'''
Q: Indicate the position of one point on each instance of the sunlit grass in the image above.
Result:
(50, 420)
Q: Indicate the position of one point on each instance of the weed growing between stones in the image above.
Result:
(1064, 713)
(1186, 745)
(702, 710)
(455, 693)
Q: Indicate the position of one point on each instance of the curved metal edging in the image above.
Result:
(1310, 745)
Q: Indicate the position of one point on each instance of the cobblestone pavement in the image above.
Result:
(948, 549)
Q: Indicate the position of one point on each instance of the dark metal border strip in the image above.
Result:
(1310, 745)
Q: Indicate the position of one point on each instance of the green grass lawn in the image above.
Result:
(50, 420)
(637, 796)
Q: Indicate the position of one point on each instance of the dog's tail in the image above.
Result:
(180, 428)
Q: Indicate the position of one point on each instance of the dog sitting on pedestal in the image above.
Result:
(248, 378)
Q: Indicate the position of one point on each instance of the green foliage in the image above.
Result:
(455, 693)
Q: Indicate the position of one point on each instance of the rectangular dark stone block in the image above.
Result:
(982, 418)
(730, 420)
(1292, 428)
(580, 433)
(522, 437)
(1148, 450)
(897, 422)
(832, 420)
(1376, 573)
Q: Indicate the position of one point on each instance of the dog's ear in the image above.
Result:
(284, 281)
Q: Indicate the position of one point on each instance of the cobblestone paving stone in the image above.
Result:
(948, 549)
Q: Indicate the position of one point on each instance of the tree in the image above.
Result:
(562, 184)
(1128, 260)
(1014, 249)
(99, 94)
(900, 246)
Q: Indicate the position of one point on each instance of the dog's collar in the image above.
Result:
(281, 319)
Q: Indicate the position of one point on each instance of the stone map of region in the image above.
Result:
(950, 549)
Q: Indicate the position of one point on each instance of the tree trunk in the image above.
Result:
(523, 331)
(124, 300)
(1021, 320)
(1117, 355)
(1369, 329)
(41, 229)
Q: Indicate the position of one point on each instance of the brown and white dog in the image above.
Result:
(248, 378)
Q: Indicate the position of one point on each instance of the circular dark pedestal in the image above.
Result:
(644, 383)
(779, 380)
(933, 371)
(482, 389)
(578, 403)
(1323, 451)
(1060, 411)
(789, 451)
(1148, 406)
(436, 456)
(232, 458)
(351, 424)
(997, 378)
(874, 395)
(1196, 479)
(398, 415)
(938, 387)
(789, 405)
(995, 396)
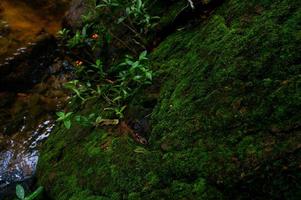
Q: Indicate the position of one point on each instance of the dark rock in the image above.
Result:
'''
'''
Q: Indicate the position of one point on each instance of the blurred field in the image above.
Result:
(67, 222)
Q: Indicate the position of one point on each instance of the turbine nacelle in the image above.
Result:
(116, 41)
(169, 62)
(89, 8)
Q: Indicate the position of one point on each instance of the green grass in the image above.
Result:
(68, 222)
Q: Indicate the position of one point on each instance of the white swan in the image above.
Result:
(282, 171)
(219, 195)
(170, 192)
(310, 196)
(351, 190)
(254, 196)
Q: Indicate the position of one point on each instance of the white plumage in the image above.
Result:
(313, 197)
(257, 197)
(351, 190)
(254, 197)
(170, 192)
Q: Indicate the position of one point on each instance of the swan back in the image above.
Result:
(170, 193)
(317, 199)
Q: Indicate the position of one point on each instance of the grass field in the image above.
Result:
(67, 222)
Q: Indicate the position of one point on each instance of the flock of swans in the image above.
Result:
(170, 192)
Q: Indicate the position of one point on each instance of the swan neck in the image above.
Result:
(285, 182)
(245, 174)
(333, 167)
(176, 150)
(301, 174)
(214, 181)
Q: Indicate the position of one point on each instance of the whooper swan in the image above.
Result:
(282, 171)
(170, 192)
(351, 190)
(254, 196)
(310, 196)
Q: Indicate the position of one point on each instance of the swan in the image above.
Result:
'''
What you have to do:
Check every line of the data, and copy the ones that contain "tree".

Response area:
Q: Indicate the position of one point on each instance of the tree in the image above.
Q: Indicate the position of one point on each instance of the tree trunk in the image above.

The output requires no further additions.